▶ _DIRECTIONS_
Retype the line where "green tree, one" appears and each line that follows it down to the last line of the records below. Leave the pictures out.

───── ROWS

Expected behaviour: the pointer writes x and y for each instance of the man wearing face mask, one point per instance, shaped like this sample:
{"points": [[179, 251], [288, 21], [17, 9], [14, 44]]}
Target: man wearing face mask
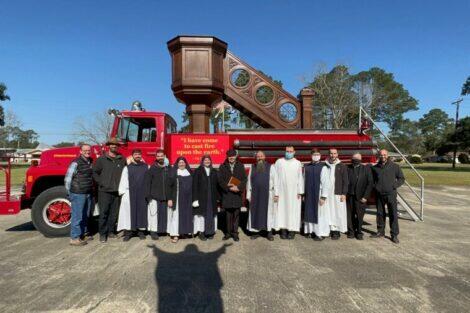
{"points": [[387, 178], [133, 209], [232, 182], [107, 174], [288, 190], [312, 194], [158, 183], [333, 189], [259, 192], [359, 189]]}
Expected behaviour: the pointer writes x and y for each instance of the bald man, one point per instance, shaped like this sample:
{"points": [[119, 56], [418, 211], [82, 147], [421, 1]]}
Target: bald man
{"points": [[388, 177], [359, 189]]}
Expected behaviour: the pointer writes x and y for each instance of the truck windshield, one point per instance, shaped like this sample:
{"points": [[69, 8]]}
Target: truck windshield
{"points": [[137, 129]]}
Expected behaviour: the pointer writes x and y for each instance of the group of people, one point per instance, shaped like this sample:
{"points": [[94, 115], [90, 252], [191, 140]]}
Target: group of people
{"points": [[138, 198]]}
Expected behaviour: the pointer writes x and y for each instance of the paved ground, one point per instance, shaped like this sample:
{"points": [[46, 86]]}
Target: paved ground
{"points": [[428, 272]]}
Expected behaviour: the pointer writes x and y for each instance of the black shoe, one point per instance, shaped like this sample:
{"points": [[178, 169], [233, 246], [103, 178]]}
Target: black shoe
{"points": [[86, 237], [270, 236], [317, 238], [377, 235], [284, 234], [335, 235], [154, 235], [103, 238], [141, 235]]}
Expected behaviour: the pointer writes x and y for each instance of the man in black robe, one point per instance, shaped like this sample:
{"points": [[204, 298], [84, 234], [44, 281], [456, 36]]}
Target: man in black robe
{"points": [[312, 193], [205, 197], [359, 189], [180, 221], [260, 193], [133, 210], [158, 183], [232, 193]]}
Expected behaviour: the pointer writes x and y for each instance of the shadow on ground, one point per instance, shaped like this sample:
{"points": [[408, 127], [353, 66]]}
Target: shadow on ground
{"points": [[28, 226], [188, 281]]}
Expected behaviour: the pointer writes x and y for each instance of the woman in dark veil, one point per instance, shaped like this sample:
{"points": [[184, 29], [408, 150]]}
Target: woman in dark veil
{"points": [[180, 218], [205, 196]]}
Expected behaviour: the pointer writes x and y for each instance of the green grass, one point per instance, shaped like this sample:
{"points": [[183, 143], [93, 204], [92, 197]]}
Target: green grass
{"points": [[436, 174]]}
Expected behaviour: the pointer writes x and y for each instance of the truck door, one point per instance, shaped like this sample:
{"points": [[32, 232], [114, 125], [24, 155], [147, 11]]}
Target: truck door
{"points": [[139, 133]]}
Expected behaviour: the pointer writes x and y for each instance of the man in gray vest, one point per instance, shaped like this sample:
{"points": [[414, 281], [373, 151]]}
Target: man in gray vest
{"points": [[79, 185]]}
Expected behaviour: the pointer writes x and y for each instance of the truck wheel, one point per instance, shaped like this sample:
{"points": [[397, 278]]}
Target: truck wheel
{"points": [[51, 212]]}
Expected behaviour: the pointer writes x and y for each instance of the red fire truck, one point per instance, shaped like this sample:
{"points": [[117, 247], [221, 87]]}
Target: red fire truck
{"points": [[44, 192]]}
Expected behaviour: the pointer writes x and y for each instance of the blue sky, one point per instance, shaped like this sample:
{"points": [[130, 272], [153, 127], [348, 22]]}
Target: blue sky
{"points": [[66, 59]]}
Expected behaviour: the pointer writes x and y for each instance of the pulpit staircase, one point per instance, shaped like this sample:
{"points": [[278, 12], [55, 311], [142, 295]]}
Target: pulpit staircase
{"points": [[407, 206]]}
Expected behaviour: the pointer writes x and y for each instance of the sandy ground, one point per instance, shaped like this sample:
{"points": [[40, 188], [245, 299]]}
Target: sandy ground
{"points": [[429, 271]]}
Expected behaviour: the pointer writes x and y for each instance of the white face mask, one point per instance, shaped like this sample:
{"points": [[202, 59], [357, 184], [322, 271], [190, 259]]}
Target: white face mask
{"points": [[316, 158]]}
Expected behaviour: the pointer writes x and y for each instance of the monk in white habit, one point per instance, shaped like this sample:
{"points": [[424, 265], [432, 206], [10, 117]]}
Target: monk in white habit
{"points": [[260, 194], [133, 209], [332, 214], [288, 190]]}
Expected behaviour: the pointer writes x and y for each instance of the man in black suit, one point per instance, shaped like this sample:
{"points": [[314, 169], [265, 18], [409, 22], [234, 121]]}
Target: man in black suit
{"points": [[388, 177], [232, 195], [359, 189]]}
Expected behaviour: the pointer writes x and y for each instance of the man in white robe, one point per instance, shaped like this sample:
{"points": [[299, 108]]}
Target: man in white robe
{"points": [[260, 194], [288, 190], [332, 214], [133, 209]]}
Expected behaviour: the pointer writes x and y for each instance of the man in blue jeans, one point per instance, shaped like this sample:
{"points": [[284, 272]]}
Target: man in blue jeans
{"points": [[79, 185]]}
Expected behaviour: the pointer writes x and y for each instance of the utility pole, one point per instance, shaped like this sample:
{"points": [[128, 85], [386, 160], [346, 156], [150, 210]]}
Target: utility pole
{"points": [[457, 103]]}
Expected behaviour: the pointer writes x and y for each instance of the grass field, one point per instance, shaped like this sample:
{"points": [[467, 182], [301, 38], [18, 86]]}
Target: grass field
{"points": [[434, 174]]}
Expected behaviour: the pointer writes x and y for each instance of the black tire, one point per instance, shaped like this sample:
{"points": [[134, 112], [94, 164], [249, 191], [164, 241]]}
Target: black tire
{"points": [[37, 216]]}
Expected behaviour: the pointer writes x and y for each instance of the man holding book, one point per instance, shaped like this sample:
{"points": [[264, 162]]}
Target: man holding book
{"points": [[232, 181]]}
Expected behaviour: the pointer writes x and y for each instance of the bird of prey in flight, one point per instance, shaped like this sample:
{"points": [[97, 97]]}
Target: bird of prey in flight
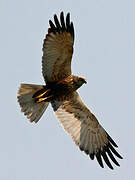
{"points": [[60, 89]]}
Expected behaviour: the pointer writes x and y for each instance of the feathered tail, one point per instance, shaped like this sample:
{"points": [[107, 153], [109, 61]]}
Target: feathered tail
{"points": [[29, 106]]}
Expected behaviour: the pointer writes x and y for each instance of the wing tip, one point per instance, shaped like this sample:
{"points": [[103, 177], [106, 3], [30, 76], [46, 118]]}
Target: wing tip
{"points": [[62, 25]]}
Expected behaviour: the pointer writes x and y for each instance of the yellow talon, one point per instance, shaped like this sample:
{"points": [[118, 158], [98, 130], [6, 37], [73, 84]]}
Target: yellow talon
{"points": [[43, 99], [42, 94]]}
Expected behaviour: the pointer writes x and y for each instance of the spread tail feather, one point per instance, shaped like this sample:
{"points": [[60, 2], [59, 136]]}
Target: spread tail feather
{"points": [[29, 106]]}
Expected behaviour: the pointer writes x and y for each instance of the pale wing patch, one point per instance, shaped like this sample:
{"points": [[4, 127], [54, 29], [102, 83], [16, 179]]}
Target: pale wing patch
{"points": [[31, 109], [85, 130]]}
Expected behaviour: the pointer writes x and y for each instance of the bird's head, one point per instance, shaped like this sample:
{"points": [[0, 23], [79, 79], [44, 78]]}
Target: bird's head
{"points": [[79, 81]]}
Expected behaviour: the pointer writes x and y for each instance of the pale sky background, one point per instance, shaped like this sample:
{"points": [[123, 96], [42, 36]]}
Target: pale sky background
{"points": [[104, 53]]}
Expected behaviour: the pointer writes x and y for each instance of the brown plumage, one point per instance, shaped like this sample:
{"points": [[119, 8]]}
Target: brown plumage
{"points": [[60, 91]]}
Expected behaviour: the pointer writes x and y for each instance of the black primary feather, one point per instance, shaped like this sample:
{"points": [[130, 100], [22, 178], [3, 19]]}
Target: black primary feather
{"points": [[62, 25]]}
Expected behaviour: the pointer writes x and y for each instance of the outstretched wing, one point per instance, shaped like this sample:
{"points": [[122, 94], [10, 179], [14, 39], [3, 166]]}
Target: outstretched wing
{"points": [[58, 49], [85, 130]]}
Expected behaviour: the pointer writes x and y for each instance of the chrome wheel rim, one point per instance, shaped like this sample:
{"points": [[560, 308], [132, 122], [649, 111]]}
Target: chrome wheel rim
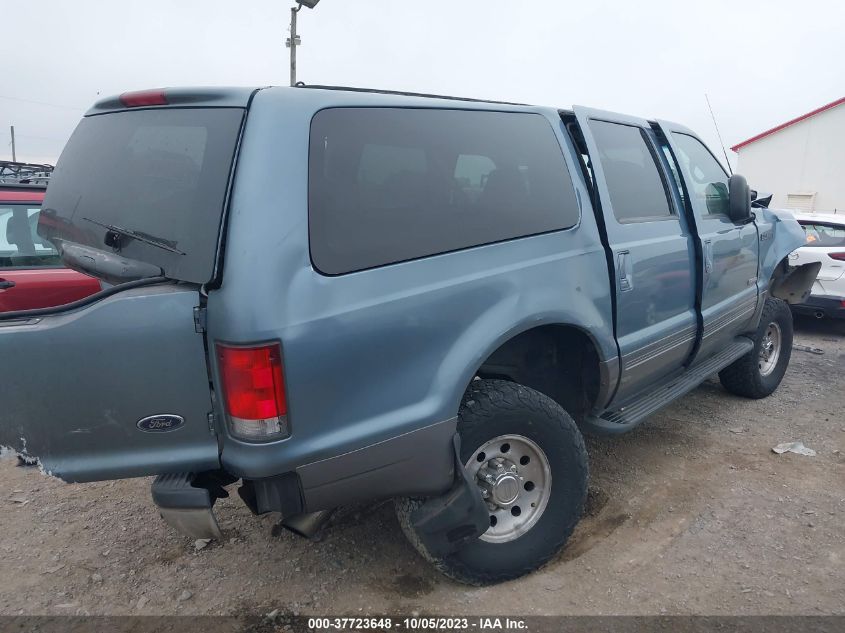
{"points": [[514, 477], [770, 349]]}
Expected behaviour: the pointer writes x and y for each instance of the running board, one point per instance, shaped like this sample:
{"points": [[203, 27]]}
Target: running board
{"points": [[625, 418]]}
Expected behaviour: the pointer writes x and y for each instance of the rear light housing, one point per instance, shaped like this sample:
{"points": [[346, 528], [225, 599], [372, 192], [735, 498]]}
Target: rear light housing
{"points": [[143, 98], [254, 391]]}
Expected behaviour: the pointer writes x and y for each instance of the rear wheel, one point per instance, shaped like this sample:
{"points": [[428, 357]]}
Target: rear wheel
{"points": [[758, 373], [527, 457]]}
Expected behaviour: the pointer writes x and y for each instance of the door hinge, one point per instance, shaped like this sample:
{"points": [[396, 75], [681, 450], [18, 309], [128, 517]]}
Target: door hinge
{"points": [[199, 319]]}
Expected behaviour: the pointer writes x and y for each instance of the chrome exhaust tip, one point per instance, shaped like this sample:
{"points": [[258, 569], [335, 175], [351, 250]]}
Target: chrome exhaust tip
{"points": [[307, 525]]}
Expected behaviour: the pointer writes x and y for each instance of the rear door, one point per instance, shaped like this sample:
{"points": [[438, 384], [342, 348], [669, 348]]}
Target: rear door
{"points": [[31, 272], [730, 251], [651, 248], [825, 244], [120, 387]]}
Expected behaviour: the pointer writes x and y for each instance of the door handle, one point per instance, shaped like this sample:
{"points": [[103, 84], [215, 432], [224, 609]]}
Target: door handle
{"points": [[623, 268]]}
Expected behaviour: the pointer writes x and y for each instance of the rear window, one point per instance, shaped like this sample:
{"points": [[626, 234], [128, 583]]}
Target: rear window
{"points": [[20, 244], [162, 174], [823, 235], [388, 185]]}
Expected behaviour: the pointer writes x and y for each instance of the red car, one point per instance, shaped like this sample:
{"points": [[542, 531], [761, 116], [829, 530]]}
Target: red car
{"points": [[31, 274]]}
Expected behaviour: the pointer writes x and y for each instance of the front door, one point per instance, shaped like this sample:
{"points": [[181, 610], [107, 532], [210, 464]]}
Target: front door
{"points": [[730, 251], [651, 248]]}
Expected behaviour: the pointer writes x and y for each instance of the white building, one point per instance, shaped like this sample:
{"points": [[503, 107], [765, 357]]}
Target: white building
{"points": [[801, 162]]}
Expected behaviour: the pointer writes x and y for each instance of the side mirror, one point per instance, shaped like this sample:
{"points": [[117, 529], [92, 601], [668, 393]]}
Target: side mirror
{"points": [[739, 199]]}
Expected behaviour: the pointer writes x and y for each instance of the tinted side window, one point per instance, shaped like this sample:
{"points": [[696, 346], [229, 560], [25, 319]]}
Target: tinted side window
{"points": [[633, 180], [387, 185], [706, 181], [20, 244]]}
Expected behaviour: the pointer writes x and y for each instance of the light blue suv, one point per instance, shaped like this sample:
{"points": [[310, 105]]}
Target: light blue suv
{"points": [[334, 295]]}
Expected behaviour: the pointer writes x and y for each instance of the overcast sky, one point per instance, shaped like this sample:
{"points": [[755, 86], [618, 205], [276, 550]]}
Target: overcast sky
{"points": [[761, 61]]}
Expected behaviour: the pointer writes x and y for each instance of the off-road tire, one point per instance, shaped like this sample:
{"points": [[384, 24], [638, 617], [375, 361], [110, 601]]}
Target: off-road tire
{"points": [[743, 377], [491, 408]]}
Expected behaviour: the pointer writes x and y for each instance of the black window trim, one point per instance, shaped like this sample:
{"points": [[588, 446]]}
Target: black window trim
{"points": [[674, 212], [561, 145]]}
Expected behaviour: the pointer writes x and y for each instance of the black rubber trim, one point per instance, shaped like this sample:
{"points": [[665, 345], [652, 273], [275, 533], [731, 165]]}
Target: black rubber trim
{"points": [[80, 303]]}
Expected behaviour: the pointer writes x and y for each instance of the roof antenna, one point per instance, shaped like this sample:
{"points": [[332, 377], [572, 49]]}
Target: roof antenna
{"points": [[719, 134]]}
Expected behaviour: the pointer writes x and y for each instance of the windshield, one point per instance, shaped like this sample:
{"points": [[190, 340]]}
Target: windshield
{"points": [[149, 185]]}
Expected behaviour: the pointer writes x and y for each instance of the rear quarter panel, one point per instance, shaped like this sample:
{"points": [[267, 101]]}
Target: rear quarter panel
{"points": [[374, 354]]}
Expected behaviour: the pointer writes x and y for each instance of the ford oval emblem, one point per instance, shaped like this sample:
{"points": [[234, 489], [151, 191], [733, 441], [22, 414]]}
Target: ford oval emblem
{"points": [[161, 423]]}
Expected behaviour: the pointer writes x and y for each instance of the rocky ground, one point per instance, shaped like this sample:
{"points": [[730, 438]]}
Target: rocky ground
{"points": [[692, 513]]}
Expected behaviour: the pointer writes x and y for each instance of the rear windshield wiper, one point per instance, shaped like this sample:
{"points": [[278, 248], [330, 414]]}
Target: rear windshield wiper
{"points": [[135, 235]]}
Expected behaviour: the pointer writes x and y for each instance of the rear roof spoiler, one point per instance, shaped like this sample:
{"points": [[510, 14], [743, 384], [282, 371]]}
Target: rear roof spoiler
{"points": [[176, 97]]}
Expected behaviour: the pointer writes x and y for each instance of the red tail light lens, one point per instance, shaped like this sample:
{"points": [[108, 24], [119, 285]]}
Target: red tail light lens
{"points": [[143, 98], [254, 391]]}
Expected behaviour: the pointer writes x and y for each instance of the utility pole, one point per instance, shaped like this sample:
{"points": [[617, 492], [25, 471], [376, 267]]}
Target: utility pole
{"points": [[292, 41]]}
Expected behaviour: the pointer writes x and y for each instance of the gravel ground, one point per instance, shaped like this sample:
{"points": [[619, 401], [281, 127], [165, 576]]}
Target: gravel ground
{"points": [[692, 513]]}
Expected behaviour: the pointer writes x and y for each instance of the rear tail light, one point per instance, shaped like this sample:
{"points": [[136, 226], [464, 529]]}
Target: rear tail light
{"points": [[254, 391], [143, 98]]}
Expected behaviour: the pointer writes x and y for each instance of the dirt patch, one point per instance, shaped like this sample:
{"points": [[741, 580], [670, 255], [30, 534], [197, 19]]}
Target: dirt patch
{"points": [[690, 513]]}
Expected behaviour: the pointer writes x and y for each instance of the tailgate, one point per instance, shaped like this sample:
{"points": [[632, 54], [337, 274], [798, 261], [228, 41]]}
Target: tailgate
{"points": [[116, 389]]}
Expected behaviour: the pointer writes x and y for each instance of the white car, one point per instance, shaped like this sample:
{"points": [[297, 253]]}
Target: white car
{"points": [[826, 244]]}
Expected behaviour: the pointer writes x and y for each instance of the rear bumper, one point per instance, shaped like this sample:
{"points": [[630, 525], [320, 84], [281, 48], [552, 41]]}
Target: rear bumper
{"points": [[822, 306], [419, 463]]}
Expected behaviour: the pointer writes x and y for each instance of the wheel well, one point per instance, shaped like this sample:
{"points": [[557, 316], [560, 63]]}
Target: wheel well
{"points": [[559, 361]]}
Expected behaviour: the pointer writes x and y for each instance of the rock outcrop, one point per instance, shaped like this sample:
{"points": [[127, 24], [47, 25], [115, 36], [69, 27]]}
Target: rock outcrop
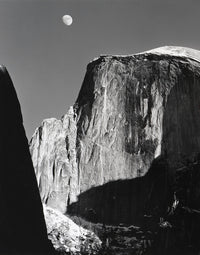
{"points": [[22, 225], [135, 117], [67, 236]]}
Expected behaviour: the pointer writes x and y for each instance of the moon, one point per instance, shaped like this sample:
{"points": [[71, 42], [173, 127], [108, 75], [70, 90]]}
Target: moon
{"points": [[67, 20]]}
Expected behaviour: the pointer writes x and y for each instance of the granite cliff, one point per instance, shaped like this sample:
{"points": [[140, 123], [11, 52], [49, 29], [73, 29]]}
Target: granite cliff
{"points": [[22, 224], [114, 155]]}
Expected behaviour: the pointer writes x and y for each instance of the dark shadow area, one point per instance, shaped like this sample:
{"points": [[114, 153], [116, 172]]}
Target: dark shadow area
{"points": [[126, 201], [22, 225]]}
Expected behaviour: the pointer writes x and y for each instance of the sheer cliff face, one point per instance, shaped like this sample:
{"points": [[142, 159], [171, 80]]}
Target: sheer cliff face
{"points": [[130, 110], [22, 224]]}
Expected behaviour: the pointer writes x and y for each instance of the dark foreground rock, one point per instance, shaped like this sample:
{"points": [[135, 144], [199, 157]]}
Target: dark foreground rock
{"points": [[22, 225]]}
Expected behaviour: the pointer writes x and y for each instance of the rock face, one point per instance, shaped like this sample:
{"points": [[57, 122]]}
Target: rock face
{"points": [[68, 237], [22, 225], [131, 112]]}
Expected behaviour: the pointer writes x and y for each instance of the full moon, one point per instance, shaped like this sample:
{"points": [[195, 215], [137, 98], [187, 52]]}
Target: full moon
{"points": [[67, 20]]}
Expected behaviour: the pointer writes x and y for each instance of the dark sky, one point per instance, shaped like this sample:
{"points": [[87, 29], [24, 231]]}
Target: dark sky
{"points": [[47, 60]]}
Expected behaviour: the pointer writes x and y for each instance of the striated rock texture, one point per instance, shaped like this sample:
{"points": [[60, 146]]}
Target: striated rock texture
{"points": [[130, 111], [22, 225]]}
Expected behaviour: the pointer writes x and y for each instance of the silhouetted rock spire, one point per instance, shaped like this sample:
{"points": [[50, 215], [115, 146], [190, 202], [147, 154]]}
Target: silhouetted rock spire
{"points": [[22, 225]]}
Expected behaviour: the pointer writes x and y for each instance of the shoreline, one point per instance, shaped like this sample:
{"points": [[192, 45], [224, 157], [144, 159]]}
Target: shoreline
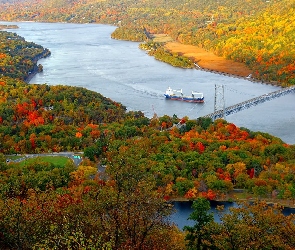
{"points": [[207, 61]]}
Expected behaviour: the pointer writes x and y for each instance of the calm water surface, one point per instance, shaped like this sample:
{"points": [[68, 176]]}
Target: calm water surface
{"points": [[84, 55]]}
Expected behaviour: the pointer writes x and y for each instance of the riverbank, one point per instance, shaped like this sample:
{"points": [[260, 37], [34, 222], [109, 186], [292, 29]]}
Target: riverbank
{"points": [[239, 195], [208, 61]]}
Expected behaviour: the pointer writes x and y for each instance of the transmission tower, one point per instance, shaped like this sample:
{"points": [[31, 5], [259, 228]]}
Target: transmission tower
{"points": [[219, 101]]}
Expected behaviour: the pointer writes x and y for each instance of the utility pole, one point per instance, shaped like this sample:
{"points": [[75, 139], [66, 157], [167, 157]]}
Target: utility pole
{"points": [[219, 101]]}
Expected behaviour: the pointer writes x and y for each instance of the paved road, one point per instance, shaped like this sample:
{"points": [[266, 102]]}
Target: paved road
{"points": [[76, 157]]}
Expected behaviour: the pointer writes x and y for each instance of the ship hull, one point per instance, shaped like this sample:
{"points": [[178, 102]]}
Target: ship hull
{"points": [[184, 98]]}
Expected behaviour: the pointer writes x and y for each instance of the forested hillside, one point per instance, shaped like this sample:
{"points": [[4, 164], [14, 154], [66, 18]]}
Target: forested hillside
{"points": [[146, 162], [257, 33]]}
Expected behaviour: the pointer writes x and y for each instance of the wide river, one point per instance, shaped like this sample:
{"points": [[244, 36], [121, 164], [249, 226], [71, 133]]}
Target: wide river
{"points": [[85, 55]]}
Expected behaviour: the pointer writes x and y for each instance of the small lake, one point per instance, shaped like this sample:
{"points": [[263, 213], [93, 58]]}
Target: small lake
{"points": [[184, 209]]}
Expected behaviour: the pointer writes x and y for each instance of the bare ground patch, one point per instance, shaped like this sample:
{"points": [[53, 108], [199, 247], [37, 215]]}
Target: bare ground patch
{"points": [[209, 61]]}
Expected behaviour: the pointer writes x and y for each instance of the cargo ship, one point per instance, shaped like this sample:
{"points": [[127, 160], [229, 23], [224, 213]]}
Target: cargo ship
{"points": [[177, 95]]}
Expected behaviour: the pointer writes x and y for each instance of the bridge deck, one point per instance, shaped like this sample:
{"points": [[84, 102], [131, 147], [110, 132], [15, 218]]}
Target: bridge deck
{"points": [[252, 102]]}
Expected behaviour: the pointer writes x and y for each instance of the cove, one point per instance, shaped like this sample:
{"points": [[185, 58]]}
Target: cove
{"points": [[183, 209]]}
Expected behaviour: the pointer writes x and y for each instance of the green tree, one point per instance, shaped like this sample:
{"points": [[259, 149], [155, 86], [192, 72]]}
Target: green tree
{"points": [[202, 217]]}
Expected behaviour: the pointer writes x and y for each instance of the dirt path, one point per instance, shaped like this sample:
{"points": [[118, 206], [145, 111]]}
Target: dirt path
{"points": [[208, 61]]}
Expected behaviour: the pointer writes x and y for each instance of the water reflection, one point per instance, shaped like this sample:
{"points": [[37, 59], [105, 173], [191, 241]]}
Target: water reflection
{"points": [[184, 209]]}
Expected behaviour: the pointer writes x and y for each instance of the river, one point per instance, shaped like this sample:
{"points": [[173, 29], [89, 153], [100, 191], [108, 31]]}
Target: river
{"points": [[84, 55]]}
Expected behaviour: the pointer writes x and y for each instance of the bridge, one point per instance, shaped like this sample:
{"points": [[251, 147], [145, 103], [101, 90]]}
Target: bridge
{"points": [[250, 103]]}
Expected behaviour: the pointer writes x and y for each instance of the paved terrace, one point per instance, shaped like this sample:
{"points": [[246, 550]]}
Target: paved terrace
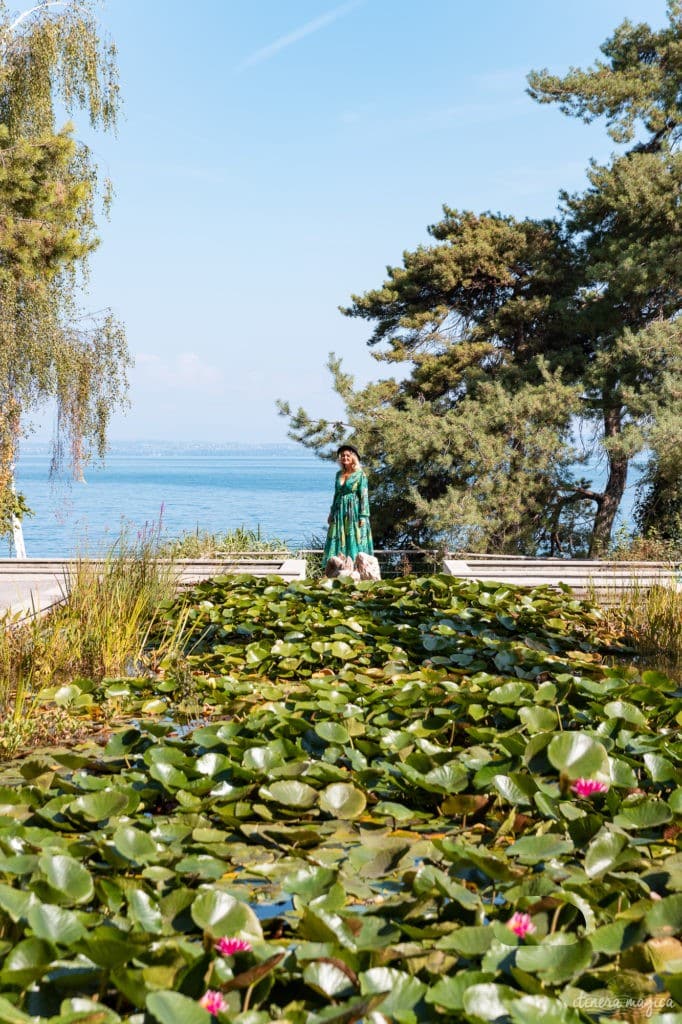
{"points": [[34, 585], [31, 586]]}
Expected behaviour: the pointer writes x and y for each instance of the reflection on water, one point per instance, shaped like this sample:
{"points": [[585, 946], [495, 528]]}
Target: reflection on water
{"points": [[283, 494]]}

──────────

▶ _RESULT_
Expected behaviour: the pointer writes x and y for each instance of the green tree, one point per instance, shaped like this sample:
{"points": [[259, 149], [155, 86], [192, 72]]}
Target: green tree
{"points": [[202, 217]]}
Expected behaviour: the pointer writes x and y for each instance of the dirt path, one point per instance, shaped like this sample:
{"points": [[118, 206], [145, 111]]}
Target: dirt path
{"points": [[208, 61]]}
Expected behaviour: the pointer writes x and y for each instance of the water reflection, one point per instance, shaped like this sample:
{"points": [[37, 59], [105, 173], [191, 241]]}
Target: water reflection
{"points": [[184, 209]]}
Expected behaviour: the pointer writes x and y for each instance of the river, one point per instance, shaped like this sample:
{"points": [[173, 29], [89, 153], [100, 191], [108, 31]]}
Target: river
{"points": [[84, 55]]}
Expected behaviour: the pointer writes x and y for each instance of the bridge, one point per instance, shaped like this sample:
{"points": [[251, 147], [145, 103], [101, 90]]}
Target: bridge
{"points": [[250, 103]]}
Expected behaviour: the pointer writes x and y for each instance of the paved terrace, one point per instance, shaped like this sample:
{"points": [[246, 550]]}
Target: paved terrace
{"points": [[34, 585], [31, 586]]}
Expected behaviour: the pointer writes x and y for each instance of the reflection on water, one point per instance, shaped like this sample:
{"points": [[585, 946], [495, 528]]}
Target: reflection on water
{"points": [[283, 494]]}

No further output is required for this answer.